WHAT THE TASK ASKS: Repeat exactly the lines from the one containing "Task: confirm every instance of the mountain" through the last line of the records below, both included, and nothing else.

— begin RECORD EXCERPTS —

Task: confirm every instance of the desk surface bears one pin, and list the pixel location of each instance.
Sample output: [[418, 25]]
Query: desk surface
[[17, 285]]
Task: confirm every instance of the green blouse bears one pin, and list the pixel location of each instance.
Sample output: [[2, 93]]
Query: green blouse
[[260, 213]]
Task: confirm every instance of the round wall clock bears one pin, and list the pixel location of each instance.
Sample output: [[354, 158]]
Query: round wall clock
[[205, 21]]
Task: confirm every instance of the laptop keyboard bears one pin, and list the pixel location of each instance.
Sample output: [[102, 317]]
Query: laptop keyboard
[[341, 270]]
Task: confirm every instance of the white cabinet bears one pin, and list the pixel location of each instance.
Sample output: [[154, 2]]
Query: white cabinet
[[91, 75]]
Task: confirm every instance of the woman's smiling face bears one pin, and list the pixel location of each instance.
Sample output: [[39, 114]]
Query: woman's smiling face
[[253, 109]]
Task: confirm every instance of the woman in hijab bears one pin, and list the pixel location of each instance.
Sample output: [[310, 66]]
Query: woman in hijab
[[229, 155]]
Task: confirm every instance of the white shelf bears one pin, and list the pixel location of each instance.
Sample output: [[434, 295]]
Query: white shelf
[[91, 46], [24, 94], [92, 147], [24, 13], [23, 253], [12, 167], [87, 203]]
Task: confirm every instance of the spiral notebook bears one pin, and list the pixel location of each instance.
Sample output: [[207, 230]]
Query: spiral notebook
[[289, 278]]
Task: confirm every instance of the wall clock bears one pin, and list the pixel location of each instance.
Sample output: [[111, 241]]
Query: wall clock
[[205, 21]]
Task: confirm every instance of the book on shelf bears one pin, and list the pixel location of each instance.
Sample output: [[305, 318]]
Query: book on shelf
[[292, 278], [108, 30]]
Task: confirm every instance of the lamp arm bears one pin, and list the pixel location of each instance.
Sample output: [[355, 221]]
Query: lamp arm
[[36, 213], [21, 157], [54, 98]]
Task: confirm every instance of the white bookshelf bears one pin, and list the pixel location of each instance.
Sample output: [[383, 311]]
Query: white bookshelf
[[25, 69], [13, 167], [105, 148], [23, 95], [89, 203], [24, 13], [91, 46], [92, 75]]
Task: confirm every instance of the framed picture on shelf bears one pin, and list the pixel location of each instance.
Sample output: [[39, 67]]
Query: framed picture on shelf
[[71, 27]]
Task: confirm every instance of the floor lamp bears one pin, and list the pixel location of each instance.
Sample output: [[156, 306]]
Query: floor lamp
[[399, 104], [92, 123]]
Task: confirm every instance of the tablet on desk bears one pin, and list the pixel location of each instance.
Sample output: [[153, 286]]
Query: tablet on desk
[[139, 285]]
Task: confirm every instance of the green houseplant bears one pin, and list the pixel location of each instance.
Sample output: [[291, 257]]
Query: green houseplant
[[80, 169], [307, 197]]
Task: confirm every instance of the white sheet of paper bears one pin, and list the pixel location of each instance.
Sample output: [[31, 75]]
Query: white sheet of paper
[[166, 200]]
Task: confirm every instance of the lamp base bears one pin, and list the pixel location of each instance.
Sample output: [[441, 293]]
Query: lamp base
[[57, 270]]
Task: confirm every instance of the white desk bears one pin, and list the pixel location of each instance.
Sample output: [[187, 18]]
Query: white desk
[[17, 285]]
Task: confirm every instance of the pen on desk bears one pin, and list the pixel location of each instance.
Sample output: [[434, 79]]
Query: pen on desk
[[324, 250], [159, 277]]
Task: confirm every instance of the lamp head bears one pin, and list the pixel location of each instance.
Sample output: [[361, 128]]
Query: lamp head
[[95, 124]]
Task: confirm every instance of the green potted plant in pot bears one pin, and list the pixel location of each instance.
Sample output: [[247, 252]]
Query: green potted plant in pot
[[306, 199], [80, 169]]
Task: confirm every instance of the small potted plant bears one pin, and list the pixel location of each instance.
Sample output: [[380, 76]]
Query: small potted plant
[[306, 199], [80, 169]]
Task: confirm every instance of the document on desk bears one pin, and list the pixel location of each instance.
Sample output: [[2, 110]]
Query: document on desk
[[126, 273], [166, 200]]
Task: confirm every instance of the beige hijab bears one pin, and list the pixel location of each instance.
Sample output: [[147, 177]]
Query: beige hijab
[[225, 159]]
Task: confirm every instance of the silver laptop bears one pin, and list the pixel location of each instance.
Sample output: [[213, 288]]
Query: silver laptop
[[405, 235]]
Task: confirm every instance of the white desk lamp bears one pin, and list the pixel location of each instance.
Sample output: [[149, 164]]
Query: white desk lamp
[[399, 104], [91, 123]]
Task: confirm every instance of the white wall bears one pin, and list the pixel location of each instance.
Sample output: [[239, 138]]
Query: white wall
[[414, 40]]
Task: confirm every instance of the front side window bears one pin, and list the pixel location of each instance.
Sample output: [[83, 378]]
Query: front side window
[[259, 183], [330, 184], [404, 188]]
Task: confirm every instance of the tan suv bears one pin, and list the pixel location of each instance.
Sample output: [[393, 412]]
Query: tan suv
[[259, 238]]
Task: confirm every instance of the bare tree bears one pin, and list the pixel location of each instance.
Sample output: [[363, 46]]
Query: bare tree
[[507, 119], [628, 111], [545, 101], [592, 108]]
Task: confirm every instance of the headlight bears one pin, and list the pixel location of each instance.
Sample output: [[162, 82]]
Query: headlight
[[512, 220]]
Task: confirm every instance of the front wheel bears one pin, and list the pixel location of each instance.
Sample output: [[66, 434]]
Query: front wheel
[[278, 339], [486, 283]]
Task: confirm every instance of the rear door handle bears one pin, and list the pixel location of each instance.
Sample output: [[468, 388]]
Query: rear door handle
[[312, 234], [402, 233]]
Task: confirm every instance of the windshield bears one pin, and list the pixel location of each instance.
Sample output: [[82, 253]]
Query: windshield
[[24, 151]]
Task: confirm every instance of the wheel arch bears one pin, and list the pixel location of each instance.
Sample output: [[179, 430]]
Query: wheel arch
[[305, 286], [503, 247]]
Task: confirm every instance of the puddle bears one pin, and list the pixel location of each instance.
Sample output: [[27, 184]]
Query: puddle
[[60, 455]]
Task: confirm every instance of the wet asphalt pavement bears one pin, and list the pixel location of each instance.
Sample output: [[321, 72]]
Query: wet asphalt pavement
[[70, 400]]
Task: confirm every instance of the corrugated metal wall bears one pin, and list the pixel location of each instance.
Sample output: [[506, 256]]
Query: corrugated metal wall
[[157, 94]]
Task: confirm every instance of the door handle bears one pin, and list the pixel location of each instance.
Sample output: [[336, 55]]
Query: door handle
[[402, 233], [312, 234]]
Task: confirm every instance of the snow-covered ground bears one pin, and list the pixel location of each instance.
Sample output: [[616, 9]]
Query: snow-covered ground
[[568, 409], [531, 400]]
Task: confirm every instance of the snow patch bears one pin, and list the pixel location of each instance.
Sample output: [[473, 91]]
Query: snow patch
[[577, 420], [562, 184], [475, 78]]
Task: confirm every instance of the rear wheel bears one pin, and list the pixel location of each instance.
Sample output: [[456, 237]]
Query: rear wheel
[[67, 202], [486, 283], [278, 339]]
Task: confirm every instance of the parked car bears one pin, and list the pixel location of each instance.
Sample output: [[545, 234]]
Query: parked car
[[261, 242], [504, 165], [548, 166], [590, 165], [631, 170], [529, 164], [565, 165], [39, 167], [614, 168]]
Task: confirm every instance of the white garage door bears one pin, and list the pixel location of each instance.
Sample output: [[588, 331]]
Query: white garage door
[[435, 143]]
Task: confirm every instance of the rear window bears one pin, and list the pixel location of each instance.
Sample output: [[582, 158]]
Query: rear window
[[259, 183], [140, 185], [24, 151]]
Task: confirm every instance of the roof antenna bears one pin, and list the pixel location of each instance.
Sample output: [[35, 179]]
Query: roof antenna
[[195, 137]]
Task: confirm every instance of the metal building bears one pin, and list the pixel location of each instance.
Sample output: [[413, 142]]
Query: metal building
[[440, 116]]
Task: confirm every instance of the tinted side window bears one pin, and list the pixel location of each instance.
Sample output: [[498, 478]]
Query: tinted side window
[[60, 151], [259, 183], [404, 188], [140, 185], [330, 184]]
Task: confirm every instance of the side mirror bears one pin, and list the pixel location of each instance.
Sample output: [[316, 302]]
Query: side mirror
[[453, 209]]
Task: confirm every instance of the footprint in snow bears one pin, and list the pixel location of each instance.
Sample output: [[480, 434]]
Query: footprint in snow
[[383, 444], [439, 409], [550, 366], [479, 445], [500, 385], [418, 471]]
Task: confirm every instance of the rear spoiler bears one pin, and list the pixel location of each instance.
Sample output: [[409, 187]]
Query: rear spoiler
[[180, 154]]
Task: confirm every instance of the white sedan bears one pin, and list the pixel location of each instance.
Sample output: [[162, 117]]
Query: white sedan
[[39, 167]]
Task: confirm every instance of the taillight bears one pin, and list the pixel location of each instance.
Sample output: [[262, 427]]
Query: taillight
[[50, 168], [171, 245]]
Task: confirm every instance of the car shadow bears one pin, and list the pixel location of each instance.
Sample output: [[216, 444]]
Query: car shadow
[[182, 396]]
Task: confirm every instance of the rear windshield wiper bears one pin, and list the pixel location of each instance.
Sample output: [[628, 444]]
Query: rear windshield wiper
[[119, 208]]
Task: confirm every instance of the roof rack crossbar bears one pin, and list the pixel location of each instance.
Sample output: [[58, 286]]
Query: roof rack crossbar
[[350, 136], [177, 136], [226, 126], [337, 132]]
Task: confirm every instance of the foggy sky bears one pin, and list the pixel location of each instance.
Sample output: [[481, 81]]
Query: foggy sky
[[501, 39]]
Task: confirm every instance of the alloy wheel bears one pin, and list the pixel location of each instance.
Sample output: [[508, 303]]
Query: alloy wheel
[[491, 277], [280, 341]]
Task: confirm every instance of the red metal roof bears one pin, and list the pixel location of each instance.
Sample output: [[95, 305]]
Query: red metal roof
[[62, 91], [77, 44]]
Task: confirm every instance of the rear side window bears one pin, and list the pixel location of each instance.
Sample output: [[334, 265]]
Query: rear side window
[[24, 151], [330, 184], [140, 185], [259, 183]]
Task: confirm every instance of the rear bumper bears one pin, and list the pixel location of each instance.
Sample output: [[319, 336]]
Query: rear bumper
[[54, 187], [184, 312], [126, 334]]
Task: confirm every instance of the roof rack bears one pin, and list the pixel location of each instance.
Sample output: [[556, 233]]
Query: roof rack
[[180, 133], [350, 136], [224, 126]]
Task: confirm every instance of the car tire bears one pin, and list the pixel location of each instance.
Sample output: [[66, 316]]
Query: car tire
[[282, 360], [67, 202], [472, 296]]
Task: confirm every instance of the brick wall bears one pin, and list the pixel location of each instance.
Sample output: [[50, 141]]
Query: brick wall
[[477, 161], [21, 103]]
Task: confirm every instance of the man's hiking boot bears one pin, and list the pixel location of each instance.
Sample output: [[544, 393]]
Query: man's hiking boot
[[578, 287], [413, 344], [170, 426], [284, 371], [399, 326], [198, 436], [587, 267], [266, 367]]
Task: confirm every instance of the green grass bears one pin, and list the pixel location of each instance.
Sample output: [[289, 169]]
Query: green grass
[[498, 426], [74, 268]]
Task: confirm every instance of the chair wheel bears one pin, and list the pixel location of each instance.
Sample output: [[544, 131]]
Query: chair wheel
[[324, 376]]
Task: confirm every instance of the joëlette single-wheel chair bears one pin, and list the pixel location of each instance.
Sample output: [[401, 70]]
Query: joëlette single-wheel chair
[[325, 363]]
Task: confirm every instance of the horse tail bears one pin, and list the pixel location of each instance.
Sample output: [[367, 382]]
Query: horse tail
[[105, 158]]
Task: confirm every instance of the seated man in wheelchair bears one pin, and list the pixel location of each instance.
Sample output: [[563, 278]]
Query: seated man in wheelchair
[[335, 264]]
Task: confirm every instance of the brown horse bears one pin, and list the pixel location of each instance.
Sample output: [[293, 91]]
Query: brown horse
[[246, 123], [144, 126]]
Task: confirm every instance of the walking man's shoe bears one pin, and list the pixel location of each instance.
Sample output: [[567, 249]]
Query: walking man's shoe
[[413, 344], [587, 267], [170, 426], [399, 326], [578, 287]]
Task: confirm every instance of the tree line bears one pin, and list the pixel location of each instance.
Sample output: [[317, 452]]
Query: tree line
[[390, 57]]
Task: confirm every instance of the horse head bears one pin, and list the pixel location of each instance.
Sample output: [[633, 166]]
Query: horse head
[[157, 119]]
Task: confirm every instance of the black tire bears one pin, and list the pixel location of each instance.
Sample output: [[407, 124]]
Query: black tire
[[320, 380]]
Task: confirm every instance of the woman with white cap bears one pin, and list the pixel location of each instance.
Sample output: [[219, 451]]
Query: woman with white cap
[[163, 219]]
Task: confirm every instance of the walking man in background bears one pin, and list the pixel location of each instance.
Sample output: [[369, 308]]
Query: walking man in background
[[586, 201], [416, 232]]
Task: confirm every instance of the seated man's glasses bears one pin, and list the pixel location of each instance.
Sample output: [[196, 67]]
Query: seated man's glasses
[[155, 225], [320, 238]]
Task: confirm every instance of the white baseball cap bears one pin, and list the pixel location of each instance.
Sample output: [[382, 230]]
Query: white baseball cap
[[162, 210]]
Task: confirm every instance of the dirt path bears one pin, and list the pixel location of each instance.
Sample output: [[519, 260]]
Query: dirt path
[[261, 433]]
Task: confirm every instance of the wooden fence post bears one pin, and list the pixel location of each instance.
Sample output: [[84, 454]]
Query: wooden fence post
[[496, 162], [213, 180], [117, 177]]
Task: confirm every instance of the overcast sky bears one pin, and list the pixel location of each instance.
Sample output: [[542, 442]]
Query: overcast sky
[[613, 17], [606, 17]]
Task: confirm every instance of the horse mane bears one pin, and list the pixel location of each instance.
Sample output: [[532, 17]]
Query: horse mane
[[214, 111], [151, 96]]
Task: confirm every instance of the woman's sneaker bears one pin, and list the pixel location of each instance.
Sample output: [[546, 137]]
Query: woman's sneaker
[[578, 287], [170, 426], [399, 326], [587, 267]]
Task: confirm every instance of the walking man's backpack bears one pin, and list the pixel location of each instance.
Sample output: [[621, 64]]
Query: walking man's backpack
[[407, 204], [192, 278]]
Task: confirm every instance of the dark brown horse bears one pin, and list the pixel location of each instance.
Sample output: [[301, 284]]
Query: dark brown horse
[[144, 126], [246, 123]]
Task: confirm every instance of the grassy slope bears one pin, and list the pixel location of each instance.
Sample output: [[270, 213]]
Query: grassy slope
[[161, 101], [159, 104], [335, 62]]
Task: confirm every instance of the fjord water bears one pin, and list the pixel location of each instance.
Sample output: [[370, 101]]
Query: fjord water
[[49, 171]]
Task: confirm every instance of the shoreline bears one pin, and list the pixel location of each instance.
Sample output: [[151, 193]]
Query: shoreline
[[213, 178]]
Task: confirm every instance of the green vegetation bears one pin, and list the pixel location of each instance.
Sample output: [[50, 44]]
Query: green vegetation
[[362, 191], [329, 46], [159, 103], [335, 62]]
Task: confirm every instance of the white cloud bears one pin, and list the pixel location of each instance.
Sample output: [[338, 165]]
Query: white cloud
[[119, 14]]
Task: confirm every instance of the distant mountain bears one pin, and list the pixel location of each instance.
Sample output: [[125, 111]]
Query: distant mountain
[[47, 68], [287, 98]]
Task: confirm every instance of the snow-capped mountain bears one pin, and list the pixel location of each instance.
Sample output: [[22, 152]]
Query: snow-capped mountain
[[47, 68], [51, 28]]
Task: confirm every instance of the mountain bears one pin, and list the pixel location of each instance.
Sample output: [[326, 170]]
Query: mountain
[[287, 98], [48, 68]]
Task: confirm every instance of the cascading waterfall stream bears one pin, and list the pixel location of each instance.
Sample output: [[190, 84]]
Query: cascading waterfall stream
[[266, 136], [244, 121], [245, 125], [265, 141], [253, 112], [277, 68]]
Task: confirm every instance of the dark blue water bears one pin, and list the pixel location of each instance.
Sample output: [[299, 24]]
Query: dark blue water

— end RECORD EXCERPTS —

SOLUTION BELOW:
Task: confirm every instance of the mountain bears one pin, and list the pixel location of each instance.
Sample output: [[326, 170]]
Query: mountain
[[287, 98], [48, 68]]
Task: confirm every instance of the cascading waterfall stream bears one pin, and list the pixel location of each instance.
Sample output: [[190, 84]]
Query: cascading waterfall stream
[[266, 136], [244, 121], [245, 125], [265, 141], [253, 112], [277, 68]]
Task: confirm every instance of the dark blue water bears one pin, and list the pixel location of each instance.
Sample output: [[299, 24]]
Query: dark blue water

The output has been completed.